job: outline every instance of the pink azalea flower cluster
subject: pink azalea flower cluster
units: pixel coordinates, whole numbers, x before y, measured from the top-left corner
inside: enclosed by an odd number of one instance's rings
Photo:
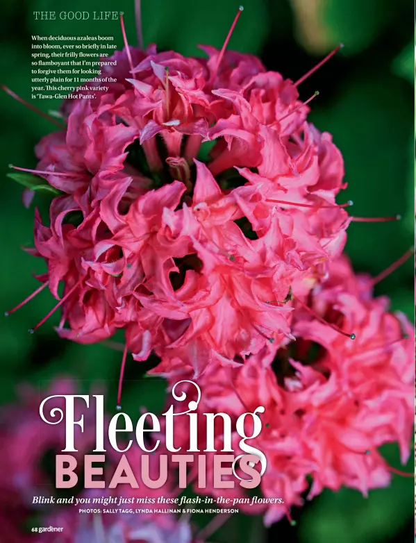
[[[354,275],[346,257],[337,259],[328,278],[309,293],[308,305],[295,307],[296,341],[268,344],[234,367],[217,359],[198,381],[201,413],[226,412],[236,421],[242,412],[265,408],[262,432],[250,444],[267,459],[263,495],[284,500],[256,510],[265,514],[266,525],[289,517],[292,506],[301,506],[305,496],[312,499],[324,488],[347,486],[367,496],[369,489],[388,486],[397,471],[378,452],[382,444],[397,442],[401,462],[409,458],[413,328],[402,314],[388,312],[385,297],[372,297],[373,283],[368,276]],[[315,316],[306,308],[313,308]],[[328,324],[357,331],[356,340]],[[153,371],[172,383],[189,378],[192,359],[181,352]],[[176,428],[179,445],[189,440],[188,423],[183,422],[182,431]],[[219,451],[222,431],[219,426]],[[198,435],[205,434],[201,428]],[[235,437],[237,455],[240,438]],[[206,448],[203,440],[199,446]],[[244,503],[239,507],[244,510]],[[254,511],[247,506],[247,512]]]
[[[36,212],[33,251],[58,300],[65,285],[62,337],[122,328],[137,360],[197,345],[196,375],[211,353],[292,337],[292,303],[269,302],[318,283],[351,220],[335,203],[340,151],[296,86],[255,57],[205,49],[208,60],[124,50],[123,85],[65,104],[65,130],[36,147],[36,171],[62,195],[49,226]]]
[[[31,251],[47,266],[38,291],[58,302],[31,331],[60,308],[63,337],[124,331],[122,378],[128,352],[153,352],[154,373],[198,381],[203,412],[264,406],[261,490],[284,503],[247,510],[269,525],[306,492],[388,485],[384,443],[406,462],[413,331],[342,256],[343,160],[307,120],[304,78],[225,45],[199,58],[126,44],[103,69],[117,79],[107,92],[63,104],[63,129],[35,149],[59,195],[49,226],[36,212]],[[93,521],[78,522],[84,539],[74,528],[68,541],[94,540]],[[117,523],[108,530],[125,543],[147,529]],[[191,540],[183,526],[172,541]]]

.....

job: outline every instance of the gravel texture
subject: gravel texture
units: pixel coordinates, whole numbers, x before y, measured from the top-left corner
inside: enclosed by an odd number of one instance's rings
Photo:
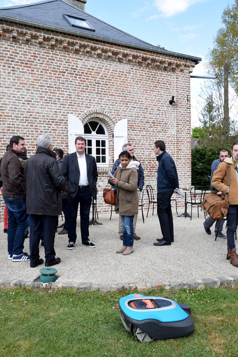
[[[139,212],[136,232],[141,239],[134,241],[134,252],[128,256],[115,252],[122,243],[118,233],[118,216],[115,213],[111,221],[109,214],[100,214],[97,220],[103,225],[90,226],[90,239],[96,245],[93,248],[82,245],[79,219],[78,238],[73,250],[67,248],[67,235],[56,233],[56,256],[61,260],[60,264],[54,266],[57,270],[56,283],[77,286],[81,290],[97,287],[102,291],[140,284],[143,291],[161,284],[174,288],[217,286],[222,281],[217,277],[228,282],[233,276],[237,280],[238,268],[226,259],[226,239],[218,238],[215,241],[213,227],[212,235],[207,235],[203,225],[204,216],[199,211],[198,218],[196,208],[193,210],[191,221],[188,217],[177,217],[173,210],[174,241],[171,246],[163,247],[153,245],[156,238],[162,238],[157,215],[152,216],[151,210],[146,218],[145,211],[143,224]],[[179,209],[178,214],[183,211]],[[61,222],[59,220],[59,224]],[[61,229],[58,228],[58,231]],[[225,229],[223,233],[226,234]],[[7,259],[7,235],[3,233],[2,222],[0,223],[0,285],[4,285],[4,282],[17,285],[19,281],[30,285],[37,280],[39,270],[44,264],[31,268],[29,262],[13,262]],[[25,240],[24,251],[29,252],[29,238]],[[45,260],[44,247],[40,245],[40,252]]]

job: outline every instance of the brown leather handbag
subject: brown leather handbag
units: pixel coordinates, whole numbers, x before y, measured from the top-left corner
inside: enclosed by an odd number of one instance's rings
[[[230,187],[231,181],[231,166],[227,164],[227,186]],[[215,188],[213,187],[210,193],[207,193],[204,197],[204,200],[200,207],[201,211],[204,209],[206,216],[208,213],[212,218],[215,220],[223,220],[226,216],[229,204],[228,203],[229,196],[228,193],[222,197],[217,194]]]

.....

Problem statement
Report how many lines in the records above contain the string "cluster", with case counting. Give only the number.

Full solution
2